Record excerpts:

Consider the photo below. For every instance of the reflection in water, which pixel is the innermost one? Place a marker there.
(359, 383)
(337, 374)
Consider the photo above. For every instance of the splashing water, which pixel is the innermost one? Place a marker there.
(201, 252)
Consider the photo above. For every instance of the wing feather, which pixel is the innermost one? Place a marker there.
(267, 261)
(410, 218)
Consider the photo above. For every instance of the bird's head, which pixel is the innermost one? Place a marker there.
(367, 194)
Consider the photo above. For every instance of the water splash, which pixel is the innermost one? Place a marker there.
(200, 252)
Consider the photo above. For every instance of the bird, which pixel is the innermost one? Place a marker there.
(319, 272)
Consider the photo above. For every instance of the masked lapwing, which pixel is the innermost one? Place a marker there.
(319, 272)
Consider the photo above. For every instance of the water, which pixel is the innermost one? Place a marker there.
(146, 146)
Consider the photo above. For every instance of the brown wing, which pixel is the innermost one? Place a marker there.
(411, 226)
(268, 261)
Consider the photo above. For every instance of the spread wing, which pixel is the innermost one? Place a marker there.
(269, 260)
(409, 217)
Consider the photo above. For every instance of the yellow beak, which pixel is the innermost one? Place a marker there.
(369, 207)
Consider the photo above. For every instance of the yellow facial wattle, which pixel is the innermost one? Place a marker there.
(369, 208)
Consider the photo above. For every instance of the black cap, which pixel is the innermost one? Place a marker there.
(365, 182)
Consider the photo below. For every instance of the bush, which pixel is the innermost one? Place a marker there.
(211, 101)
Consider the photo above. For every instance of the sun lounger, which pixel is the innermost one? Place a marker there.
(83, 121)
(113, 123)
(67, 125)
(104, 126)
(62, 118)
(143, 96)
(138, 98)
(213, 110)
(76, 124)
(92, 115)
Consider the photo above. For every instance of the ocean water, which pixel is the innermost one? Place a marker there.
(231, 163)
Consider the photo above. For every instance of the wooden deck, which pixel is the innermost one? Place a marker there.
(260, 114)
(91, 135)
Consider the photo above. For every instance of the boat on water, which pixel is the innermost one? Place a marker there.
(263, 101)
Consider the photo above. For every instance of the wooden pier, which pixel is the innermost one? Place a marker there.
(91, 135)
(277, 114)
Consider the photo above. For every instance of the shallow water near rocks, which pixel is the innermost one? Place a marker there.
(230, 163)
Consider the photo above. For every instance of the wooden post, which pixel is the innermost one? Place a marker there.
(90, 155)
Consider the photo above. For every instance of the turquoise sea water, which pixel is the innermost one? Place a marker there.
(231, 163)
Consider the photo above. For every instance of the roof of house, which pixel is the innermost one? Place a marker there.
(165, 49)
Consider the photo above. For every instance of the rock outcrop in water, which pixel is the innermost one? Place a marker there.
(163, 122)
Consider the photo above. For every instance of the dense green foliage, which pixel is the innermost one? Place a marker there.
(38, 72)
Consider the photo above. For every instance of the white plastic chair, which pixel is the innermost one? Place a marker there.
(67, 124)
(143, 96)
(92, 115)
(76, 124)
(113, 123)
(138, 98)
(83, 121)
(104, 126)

Task to complete:
Copy all of the records above, word for word.

Complete answer:
Consider the photo below. For every instance of the reflection in water, which pixel is the innermost one? Place a marker there.
(359, 383)
(337, 374)
Consider the photo above. For every instance of the splashing water, which pixel is the innermost one? Place a marker there.
(201, 252)
Consider the photo above. For every instance of the wing feather, which pixel is the innermost one? Place a marker there.
(267, 261)
(410, 218)
Consider the photo above. For every instance of the bird's head, which pixel is the innermost one? Place a marker there.
(367, 194)
Consider the photo above. For every instance of the water splash, which pixel is the innermost one? Place a marker there.
(200, 252)
Consider the photo above. For every instance of the bird, which pixel is the innermost one? Place a marker there.
(319, 272)
Consider the photo above. For every instance of the masked lapwing, which pixel is the innermost one? Place a marker there.
(319, 272)
Consider the photo above. For every instance of the water, which pixel is the innermost one? Place a marker there.
(146, 146)
Consider the photo above. For every instance of the brown wing, which pixel is the innermost one? Place a marker there.
(411, 226)
(268, 261)
Consider the photo above. For every instance of the spread wing, which pixel is the innermost one? Place a marker there.
(269, 260)
(409, 217)
Consider the photo above. For every instance of the yellow beak, which pixel is the innermost one? Place a marker there.
(369, 207)
Consider the photo above. For every instance of the yellow facial wattle, which pixel is the innermost one? Place a marker there.
(369, 208)
Consider the photo above. For every instance of the black cap, which pixel is the innermost one? Place a marker there.
(365, 182)
Consider the photo below. For every instance of the bush, which pixel is the innermost one? Place a marker there.
(211, 101)
Consider the photo above. For every instance of the sun lounger, which pixel is the innermost one? Place a marker there.
(83, 121)
(113, 123)
(67, 125)
(104, 126)
(62, 118)
(143, 96)
(138, 98)
(213, 110)
(76, 124)
(92, 115)
Consider the photo above. For every instance of the ocean water, which pixel is the innermost one? Place a marker there.
(231, 163)
Consider the photo above. For every instance of the wooden deck, which pixel is the innermost one? Place a marker there.
(260, 114)
(91, 135)
Consider the photo above. For every instance of the boat on water, which pixel is the innermost one? Place a marker there.
(263, 101)
Consider the photo above. For every instance of the wooden pier, which pixel is the innermost one? Place a marker there.
(91, 135)
(277, 114)
Consider the photo above. For every instance of the shallow water near rocks, which pixel is the innermost one? Place a marker there.
(230, 163)
Consider the photo above. For every instance of the wooden post, which pixel is the innermost one? Place a marker there.
(90, 155)
Consider the photo above. For every instance of the turquoise sea water, which pixel is the innermost one? Place a marker there.
(231, 163)
Consider the photo above. For every instance of the roof of house, which pixel is the innermost one? Place a marker there.
(165, 49)
Consider the photo above. For every instance of the rock outcrop in water, which pixel is the innermost one? Place a marker there.
(163, 122)
Consider the photo above. For every instance of the dense green foliage, which pixel is the innermost one? Place a marker there.
(38, 72)
Consider the photo above. For every instance of the white plastic chair, which pixel is the innermost one? Place a marker there.
(67, 124)
(143, 96)
(92, 115)
(76, 124)
(113, 123)
(138, 98)
(83, 121)
(104, 126)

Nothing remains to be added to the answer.